### [WRITTEN TASK]
Reproduce the stretch of data from its first line through the line containing "negative clicks: (75, 108)", including both ends.

[Extracted data]
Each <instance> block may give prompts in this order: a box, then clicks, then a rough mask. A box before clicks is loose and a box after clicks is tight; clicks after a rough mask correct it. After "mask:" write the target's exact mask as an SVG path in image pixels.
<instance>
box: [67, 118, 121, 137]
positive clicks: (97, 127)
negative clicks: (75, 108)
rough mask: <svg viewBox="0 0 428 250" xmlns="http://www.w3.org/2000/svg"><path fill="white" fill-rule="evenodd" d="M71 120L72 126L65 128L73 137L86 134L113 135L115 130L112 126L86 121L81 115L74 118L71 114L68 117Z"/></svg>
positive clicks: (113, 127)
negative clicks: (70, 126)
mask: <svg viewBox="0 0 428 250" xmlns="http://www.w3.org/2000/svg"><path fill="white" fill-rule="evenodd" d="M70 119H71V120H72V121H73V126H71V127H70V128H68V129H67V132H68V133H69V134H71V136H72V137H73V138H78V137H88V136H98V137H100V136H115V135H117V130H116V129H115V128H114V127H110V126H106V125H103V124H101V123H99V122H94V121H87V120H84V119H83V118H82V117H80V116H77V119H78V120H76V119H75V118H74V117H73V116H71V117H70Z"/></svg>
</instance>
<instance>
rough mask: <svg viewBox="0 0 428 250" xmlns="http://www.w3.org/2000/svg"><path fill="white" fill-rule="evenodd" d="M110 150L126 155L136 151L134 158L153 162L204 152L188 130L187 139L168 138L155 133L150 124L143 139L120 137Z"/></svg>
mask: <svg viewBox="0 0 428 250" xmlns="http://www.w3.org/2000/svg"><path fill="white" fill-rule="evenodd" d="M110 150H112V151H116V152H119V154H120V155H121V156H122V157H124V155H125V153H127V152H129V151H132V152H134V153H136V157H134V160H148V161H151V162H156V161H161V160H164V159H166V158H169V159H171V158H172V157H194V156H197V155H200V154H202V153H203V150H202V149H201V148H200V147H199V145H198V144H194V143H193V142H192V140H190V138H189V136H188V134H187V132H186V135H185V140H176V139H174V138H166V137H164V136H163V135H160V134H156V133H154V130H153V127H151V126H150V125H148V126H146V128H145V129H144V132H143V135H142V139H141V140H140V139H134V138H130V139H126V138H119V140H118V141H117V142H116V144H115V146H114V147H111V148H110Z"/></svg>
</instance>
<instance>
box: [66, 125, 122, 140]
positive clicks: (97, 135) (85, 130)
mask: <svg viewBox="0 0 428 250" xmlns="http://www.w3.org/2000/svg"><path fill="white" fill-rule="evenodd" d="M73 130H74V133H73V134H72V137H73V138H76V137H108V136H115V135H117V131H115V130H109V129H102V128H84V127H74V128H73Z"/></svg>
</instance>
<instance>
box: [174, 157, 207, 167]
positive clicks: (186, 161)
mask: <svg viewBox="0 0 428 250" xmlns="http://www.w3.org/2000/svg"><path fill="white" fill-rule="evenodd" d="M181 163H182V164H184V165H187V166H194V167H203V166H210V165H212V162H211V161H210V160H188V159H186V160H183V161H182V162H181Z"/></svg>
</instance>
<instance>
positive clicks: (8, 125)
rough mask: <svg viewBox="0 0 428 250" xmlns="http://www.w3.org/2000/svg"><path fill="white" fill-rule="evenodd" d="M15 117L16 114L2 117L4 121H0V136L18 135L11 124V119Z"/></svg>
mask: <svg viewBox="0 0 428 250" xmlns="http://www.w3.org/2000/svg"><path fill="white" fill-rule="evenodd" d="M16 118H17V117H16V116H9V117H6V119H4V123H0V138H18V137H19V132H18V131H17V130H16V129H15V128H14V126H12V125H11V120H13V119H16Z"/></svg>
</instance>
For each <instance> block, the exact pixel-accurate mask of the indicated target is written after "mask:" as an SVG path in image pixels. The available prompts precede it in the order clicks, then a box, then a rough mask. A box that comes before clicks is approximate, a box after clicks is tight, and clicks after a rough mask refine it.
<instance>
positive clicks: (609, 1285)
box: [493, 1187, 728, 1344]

### [REPLY]
Each <instance> block may give prompts in this order: a box, then clicks, then a rough mask. A box before clicks is loose and a box after clicks is tight; clicks after a rough mask correct it. After "mask:" write the target's exact mask as an SVG path in image pixels.
<instance>
box: [67, 118, 121, 137]
positive clicks: (97, 127)
negative clicks: (75, 108)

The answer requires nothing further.